[[ EXTRACTED TEXT, beginning ]]

Engineering Cyanobacteria To Synthesize and Export Hydrophilic Products

• Published in: Applied and Environmental Microbiology Vol. 76; no. 11; pp. 3462 - 3466
• Main Authors: Niederholtmeyer, Henrike, Wolfstädter, Bernd T, Savage, David F, Silver, Pamela A, Way, Jeffrey C
• Format: Journal Article
• Language: English
• Published: Washington, DC American Society for Microbiology 01.06.2010; American Society for Microbiology (ASM)
• Subjects: Bacterial Proteins - genetics; Bacterial Proteins - metabolism; Bacteriology; Biological and medical sciences; Biological Transport; Biotechnology; Carbon; Carbon dioxide; Cyanobacteria; DNA, Bacterial - chemistry; DNA, Bacterial - genetics; Escherichia coli - growth & development; Escherichia coli - metabolism; Fructose - metabolism; Fundamental and applied biological sciences. Psychology; Gene expression; Genetic Engineering; Glucose; Glucose - metabolism; Gram-negative bacteria; Membrane Transport Proteins - genetics; Membrane Transport Proteins - metabolism; Microbiology; Molecular Sequence Data; Organic Chemicals - chemistry; Organic Chemicals - metabolism; Sequence Analysis, DNA; Synechococcus - genetics; Synechococcus - metabolism; Bacteria; Cyanobacteria
• ISSN: 0099-2240; 1098-5336; 1098-6596
• DOI: 10.1128/aem.00202-10

Metabolic engineering of cyanobacteria has the advantage that sunlight and CO₂ are the sole source of energy and carbon for these organisms. However, as photoautotrophs, cyanobacteria generally lack transporters to move hydrophilic primary metabolites across membranes. To address whether cyanobacteria could be engineered to produce and secrete organic primary metabolites, Synechococcus elongatus PCC7942 was engineered to express genes encoding an invertase and a glucose facilitator, which mediated secretion of glucose and fructose. Similarly, expression of lactate dehydrogenase- and lactate transporter-encoding genes allowed lactate accumulation in the extracellular medium. Expression of the relevant transporter was essential for secretion. Production of these molecules was further improved by expression of additional heterologous enzymes. Sugars secreted by the engineered cyanobacteria could be used to support Escherichia coli growth in the absence of additional nutrient sources. These results indicate that cyanobacteria can be engineered to produce and secrete high-value hydrophilic products.

[[ EXTRACTED TEXT, end ]]

• [APPLY WHAT YOU READ]
(a) In two sentences, summarize the cyanobacteria abstract.
(b) From the cyanobacteria abstract, extract the passage that opens with the words containing "Engineering Cyanobacteria To" and closes with "for Microbiology (ASM)", copying it word for word.
These entries have no connection to the cyanobacteria abstract.

[[ INFORMATION SHOWN, beginning ]]

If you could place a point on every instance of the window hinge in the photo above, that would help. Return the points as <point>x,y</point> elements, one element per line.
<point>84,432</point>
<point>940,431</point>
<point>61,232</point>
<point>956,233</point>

[[ INFORMATION SHOWN, end ]]

• [LIST OF ANSWERS]
(a) Synechococcus elongatus PCC7942 was engineered to make and secrete hydrophilic primary metabolites: glucose and fructose through an invertase and a glucose facilitator, and lactate through lactate dehydrogenase and a lactate transporter, with the transporter essential for secretion. The secreted sugars supported Escherichia coli growth without other nutrient sources, indicating that cyanobacteria can be engineered to produce and secrete high-value hydrophilic products.

(b)
Engineering Cyanobacteria To Synthesize and Export Hydrophilic Products

• Published in: Applied and Environmental Microbiology Vol. 76; no. 11; pp. 3462 - 3466
• Main Authors: Niederholtmeyer, Henrike, Wolfstädter, Bernd T, Savage, David F, Silver, Pamela A, Way, Jeffrey C
• Format: Journal Article
• Language: English
• Published: Washington, DC American Society for Microbiology 01.06.2010; American Society for Microbiology (ASM)